Data in this exercise:
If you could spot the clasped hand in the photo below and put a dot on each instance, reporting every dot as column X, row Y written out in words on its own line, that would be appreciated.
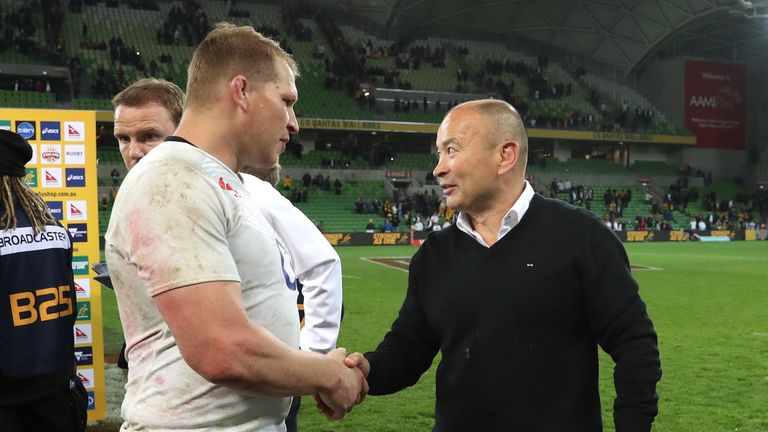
column 350, row 388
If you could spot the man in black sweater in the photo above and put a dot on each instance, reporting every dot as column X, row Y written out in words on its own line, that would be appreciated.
column 517, row 295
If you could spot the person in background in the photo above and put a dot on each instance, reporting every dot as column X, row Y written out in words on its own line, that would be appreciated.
column 538, row 284
column 39, row 389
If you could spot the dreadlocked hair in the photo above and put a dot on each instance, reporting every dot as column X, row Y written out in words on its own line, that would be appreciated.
column 14, row 189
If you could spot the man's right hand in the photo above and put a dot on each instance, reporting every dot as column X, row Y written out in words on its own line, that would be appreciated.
column 358, row 360
column 349, row 390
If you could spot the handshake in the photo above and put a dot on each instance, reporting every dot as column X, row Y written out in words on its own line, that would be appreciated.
column 349, row 386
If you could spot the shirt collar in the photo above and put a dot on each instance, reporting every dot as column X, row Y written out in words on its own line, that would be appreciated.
column 508, row 222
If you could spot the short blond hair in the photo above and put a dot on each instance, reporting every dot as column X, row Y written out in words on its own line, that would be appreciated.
column 227, row 51
column 152, row 90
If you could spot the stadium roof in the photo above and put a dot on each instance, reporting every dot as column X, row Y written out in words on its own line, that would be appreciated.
column 621, row 33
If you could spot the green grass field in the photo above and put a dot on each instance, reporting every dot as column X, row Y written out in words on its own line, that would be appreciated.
column 709, row 302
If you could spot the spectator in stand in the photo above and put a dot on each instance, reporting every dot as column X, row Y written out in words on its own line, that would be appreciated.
column 337, row 186
column 418, row 225
column 115, row 174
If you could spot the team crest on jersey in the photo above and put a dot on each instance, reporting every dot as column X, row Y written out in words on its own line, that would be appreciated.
column 224, row 185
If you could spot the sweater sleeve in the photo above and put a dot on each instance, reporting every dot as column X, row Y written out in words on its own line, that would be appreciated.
column 408, row 349
column 625, row 331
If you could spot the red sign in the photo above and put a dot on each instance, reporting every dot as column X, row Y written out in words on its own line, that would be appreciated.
column 716, row 104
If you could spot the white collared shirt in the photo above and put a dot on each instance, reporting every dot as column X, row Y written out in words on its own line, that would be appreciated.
column 510, row 220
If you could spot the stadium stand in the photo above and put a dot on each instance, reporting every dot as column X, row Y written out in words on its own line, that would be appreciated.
column 349, row 73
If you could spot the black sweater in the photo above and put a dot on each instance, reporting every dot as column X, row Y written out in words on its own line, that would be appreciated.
column 518, row 326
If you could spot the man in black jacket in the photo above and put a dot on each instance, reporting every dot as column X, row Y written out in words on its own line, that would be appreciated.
column 517, row 296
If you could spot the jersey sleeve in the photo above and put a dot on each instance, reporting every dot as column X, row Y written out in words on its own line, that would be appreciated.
column 172, row 224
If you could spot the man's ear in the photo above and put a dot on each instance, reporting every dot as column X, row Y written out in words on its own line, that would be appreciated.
column 238, row 91
column 509, row 152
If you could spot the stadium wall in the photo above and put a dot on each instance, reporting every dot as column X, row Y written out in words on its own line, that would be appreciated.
column 663, row 83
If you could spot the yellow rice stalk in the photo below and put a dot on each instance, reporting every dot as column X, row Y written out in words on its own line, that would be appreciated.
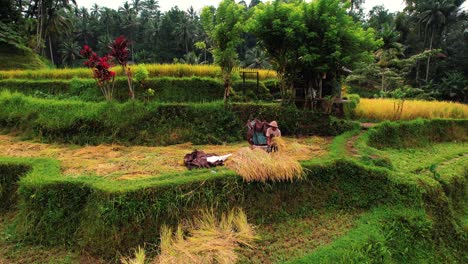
column 209, row 240
column 258, row 165
column 383, row 109
column 154, row 70
column 139, row 258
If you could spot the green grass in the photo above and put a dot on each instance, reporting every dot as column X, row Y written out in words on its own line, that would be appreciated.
column 17, row 252
column 410, row 215
column 15, row 58
column 295, row 237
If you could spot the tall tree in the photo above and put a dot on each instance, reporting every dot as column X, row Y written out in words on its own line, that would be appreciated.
column 224, row 26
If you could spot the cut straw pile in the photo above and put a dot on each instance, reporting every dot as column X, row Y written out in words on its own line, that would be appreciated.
column 258, row 165
column 209, row 240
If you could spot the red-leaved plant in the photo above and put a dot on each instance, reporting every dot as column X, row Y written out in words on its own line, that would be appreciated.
column 101, row 73
column 120, row 52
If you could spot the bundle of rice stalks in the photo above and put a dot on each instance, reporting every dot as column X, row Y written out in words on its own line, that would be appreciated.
column 209, row 240
column 258, row 165
column 139, row 258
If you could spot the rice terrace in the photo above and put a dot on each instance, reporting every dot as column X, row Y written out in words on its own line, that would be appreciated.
column 225, row 131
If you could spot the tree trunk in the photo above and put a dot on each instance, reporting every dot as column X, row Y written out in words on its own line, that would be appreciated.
column 320, row 87
column 429, row 58
column 417, row 73
column 383, row 81
column 227, row 87
column 51, row 53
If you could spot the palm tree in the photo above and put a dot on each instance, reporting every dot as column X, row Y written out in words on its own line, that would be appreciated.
column 390, row 51
column 59, row 24
column 256, row 58
column 106, row 18
column 95, row 10
column 130, row 21
column 84, row 29
column 184, row 31
column 69, row 52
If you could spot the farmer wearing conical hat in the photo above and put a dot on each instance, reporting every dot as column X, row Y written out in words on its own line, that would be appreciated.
column 272, row 131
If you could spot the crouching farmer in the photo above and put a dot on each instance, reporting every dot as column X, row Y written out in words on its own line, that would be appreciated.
column 272, row 131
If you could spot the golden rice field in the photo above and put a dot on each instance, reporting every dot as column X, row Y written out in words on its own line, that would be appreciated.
column 385, row 109
column 123, row 163
column 154, row 70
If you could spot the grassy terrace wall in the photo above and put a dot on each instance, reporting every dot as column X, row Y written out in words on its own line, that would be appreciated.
column 152, row 123
column 418, row 133
column 154, row 70
column 411, row 219
column 86, row 212
column 166, row 89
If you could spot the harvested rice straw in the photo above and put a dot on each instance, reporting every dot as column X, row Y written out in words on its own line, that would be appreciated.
column 139, row 258
column 209, row 240
column 258, row 165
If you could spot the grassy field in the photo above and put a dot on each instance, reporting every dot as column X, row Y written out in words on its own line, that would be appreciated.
column 154, row 70
column 386, row 109
column 132, row 162
column 390, row 204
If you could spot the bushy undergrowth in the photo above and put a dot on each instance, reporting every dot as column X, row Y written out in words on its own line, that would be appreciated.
column 417, row 133
column 387, row 109
column 165, row 89
column 411, row 218
column 154, row 70
column 151, row 123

Task instructions: Exact copies of the line containing "If you could spot the grassy terrace" and of every line after it through the end of the entries are all that should be output.

Solution for this exercise:
If you could spot the grassy terrace wall in the photo above and put a dot on each instance, reporting every dot as column X, row Y written out in words on its own line, that would be appreciated.
column 152, row 123
column 418, row 133
column 154, row 70
column 411, row 219
column 86, row 212
column 166, row 89
If you could spot the harvested rice straw in the photo above and put a dot on each instance, reporting every dot as column X, row Y written out in words on its own line, that would be appreciated.
column 139, row 258
column 209, row 240
column 258, row 165
If you could spot the grassy field in the photo above and put a dot on each instance, reporting every dot as column X, row Y written out in words on its own line, that would be appreciated.
column 154, row 70
column 386, row 109
column 132, row 162
column 390, row 204
If you could spot the bushy undergrowth in the photo above and put a dot on each instance, reporting every dot as column X, row Y written out in words on its own line, that would be appreciated.
column 417, row 133
column 387, row 109
column 165, row 89
column 411, row 218
column 154, row 70
column 151, row 123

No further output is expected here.